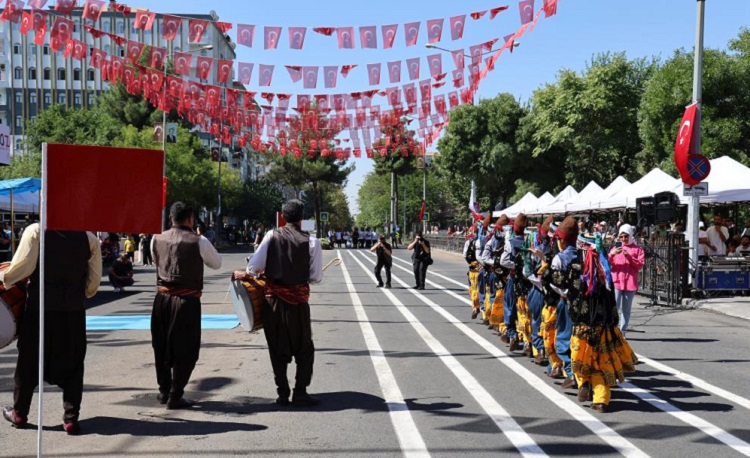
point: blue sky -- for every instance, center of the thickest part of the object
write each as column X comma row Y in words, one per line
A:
column 581, row 29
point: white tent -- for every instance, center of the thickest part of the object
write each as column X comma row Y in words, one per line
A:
column 513, row 210
column 592, row 202
column 653, row 182
column 729, row 181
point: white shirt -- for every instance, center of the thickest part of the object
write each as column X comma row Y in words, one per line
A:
column 715, row 239
column 258, row 260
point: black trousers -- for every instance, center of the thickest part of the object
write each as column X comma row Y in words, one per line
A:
column 289, row 335
column 420, row 272
column 378, row 268
column 176, row 339
column 64, row 353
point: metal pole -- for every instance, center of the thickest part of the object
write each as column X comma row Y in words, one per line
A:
column 694, row 203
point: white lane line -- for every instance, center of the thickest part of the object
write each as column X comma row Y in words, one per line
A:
column 692, row 420
column 695, row 381
column 584, row 416
column 512, row 430
column 411, row 441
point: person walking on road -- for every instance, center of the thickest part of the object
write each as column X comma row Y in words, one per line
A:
column 420, row 259
column 290, row 259
column 73, row 271
column 385, row 259
column 180, row 255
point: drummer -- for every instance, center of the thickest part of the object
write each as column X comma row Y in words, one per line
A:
column 291, row 260
column 73, row 270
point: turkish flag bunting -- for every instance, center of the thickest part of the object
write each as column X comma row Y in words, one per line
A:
column 245, row 72
column 412, row 33
column 526, row 8
column 295, row 72
column 394, row 72
column 550, row 8
column 310, row 77
column 457, row 27
column 92, row 10
column 265, row 74
column 245, row 34
column 182, row 63
column 389, row 35
column 297, row 37
column 434, row 30
column 345, row 37
column 435, row 62
column 203, row 67
column 373, row 72
column 271, row 37
column 65, row 6
column 225, row 70
column 196, row 29
column 346, row 69
column 331, row 75
column 368, row 36
column 170, row 25
column 157, row 57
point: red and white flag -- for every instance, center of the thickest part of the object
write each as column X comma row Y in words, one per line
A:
column 389, row 35
column 345, row 37
column 245, row 34
column 457, row 27
column 271, row 37
column 434, row 30
column 368, row 37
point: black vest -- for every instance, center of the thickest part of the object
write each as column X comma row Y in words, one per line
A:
column 66, row 265
column 288, row 261
column 178, row 259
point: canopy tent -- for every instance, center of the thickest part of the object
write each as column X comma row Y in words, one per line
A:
column 729, row 181
column 513, row 210
column 25, row 194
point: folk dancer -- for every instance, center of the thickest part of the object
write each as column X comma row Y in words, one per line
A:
column 291, row 260
column 73, row 270
column 180, row 255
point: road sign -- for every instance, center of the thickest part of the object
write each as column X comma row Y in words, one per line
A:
column 701, row 189
column 698, row 168
column 4, row 144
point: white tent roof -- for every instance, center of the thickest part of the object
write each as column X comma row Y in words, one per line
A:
column 729, row 181
column 527, row 200
column 653, row 182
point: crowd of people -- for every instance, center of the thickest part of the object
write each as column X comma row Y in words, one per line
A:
column 554, row 293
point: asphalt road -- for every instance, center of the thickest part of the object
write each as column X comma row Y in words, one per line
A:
column 399, row 372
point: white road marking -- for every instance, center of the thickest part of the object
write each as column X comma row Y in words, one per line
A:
column 584, row 416
column 512, row 430
column 411, row 441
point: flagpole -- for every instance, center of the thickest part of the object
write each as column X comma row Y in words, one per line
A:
column 42, row 237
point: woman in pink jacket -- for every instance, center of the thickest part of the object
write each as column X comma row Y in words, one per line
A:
column 627, row 259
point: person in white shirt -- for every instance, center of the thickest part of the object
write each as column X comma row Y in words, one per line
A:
column 717, row 235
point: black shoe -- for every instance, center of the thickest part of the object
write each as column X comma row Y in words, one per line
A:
column 181, row 403
column 304, row 400
column 18, row 421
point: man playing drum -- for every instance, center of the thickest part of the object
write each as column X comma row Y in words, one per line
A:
column 73, row 270
column 291, row 260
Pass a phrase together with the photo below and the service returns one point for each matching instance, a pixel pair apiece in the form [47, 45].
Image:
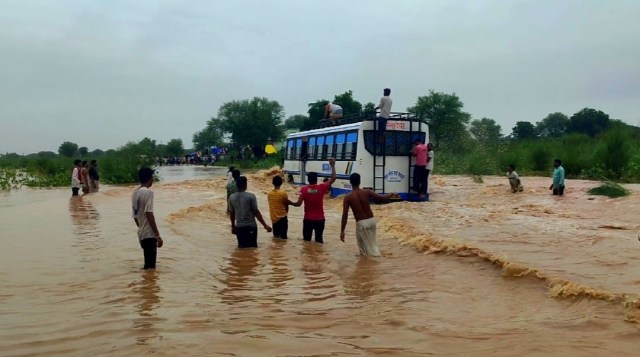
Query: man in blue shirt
[558, 178]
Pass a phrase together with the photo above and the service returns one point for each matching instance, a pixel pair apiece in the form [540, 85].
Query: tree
[447, 122]
[316, 110]
[554, 125]
[146, 147]
[349, 105]
[588, 121]
[369, 109]
[296, 121]
[252, 122]
[485, 130]
[524, 130]
[209, 136]
[174, 147]
[68, 149]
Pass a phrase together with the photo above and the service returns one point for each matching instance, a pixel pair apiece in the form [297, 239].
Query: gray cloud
[103, 73]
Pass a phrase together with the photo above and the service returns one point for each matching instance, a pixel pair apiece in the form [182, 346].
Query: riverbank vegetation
[590, 144]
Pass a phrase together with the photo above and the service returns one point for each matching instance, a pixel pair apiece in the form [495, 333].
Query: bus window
[328, 143]
[320, 147]
[290, 149]
[298, 148]
[352, 146]
[312, 148]
[340, 146]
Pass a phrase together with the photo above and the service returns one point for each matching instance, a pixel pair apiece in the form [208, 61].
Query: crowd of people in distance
[85, 176]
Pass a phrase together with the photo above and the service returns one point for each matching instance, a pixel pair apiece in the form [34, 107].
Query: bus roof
[330, 129]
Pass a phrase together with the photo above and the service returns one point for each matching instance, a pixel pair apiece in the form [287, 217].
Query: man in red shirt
[420, 174]
[313, 197]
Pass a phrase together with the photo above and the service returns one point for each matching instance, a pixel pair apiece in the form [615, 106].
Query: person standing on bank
[76, 181]
[420, 174]
[313, 197]
[243, 211]
[142, 205]
[558, 178]
[358, 201]
[385, 114]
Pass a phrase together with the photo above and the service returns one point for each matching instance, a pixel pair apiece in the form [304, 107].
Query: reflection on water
[87, 234]
[292, 298]
[147, 293]
[362, 283]
[242, 268]
[280, 272]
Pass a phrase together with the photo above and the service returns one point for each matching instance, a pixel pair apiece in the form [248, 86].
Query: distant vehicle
[385, 167]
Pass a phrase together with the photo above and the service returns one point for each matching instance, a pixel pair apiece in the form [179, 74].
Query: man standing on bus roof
[313, 197]
[385, 113]
[333, 112]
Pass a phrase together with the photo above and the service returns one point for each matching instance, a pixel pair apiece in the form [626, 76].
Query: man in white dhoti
[358, 201]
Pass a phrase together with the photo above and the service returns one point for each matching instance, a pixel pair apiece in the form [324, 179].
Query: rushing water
[507, 275]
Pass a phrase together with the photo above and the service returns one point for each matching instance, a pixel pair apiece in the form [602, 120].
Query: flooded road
[476, 272]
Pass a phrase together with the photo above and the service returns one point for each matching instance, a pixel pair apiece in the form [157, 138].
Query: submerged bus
[385, 164]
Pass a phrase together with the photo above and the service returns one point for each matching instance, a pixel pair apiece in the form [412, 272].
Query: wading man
[142, 205]
[358, 201]
[243, 211]
[313, 197]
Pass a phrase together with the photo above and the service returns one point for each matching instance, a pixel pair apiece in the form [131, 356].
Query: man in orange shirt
[278, 209]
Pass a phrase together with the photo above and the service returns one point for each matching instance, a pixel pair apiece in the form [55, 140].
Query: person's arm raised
[345, 217]
[332, 162]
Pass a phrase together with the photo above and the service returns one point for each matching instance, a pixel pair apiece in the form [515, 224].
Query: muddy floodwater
[478, 271]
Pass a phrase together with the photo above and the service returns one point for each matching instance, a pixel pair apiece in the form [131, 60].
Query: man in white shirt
[76, 182]
[385, 113]
[333, 111]
[142, 205]
[514, 179]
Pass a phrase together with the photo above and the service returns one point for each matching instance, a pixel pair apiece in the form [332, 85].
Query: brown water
[508, 275]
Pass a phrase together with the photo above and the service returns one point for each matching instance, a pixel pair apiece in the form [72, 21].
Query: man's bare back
[358, 201]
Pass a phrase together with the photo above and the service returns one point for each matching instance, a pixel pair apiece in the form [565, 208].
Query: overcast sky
[102, 73]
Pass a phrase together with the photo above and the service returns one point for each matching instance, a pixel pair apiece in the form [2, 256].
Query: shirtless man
[358, 201]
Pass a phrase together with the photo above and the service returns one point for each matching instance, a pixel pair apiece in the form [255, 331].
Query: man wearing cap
[333, 112]
[313, 197]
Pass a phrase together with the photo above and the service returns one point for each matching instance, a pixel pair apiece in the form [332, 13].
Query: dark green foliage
[210, 136]
[68, 149]
[485, 130]
[609, 189]
[447, 121]
[252, 121]
[616, 152]
[296, 122]
[524, 130]
[554, 125]
[174, 148]
[588, 121]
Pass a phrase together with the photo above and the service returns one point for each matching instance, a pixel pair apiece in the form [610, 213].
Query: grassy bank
[50, 170]
[613, 156]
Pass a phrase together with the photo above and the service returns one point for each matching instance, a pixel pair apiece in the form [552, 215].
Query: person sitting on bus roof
[333, 112]
[385, 113]
[269, 149]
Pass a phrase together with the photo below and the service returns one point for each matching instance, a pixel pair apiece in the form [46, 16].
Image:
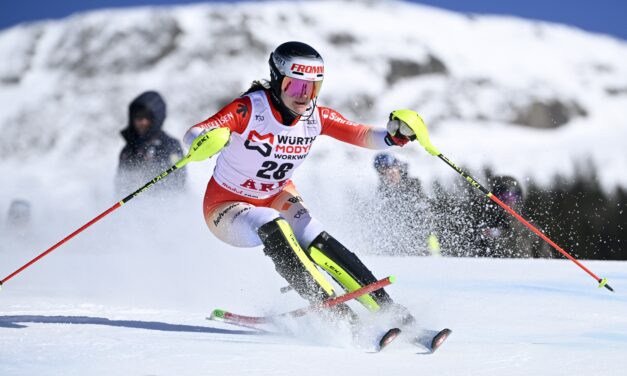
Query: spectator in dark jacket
[148, 150]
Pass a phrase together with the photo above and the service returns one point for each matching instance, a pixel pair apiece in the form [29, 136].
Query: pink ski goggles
[297, 88]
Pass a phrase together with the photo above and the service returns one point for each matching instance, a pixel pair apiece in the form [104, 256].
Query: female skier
[250, 199]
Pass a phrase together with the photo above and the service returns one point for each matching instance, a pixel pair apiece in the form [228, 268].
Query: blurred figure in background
[502, 235]
[403, 211]
[148, 150]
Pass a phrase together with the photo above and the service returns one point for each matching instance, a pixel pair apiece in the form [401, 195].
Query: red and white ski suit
[251, 182]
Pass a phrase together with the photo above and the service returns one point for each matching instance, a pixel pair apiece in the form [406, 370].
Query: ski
[230, 317]
[431, 339]
[388, 338]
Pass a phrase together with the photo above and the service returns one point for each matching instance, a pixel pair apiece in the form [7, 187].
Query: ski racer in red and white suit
[250, 198]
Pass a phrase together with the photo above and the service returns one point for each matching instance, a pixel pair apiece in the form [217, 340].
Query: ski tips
[603, 283]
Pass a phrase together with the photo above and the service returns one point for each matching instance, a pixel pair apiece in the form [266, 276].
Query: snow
[130, 294]
[141, 311]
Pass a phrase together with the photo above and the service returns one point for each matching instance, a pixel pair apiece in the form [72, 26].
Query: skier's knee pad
[347, 269]
[292, 263]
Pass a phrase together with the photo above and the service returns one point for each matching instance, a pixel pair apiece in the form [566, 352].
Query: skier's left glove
[401, 127]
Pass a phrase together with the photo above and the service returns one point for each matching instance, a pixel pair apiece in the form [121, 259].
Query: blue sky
[604, 16]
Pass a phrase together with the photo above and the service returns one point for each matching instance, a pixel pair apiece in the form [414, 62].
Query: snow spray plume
[419, 128]
[203, 147]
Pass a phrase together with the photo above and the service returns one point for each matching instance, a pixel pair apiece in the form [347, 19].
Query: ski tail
[227, 316]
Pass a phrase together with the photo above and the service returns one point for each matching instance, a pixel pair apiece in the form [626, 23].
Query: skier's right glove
[407, 125]
[399, 129]
[208, 143]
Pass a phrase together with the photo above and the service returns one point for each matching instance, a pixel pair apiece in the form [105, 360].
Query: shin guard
[346, 268]
[292, 263]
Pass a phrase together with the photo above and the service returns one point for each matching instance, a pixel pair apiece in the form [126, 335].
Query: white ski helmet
[296, 69]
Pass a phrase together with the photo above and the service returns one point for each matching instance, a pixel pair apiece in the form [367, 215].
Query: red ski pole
[202, 148]
[419, 129]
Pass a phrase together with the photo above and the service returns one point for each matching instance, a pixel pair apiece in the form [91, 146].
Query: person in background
[149, 150]
[501, 235]
[403, 211]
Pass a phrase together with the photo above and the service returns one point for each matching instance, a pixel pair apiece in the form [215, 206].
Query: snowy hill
[528, 98]
[129, 295]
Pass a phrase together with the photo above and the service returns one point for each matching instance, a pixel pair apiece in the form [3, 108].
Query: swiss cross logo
[317, 69]
[260, 143]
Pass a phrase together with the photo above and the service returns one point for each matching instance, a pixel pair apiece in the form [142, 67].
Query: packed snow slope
[130, 294]
[116, 303]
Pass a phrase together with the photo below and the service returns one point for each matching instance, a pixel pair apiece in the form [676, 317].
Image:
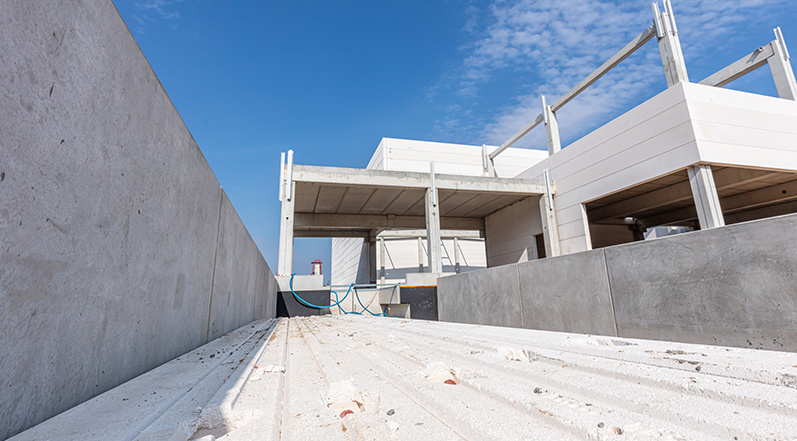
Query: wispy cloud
[555, 44]
[154, 11]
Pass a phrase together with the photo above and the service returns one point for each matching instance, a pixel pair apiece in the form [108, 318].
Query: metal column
[669, 45]
[707, 201]
[550, 229]
[781, 69]
[433, 227]
[287, 191]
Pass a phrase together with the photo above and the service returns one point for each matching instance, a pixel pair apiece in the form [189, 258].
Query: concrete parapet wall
[730, 286]
[119, 249]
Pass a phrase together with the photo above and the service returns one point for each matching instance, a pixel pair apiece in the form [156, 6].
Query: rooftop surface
[294, 378]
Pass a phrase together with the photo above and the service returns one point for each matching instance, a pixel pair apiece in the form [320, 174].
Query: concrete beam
[309, 221]
[707, 201]
[740, 68]
[725, 178]
[751, 200]
[332, 233]
[766, 196]
[781, 69]
[447, 234]
[401, 179]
————————
*Brief*: Each line of the data that includes "black" should be copied.

*Your solution*:
point: black trousers -- for every instance, center of the thickest part of the object
point: black vest -- for every instance, center of the thickest part of the object
point: black shoe -- for every instance, center of the thickest part of the object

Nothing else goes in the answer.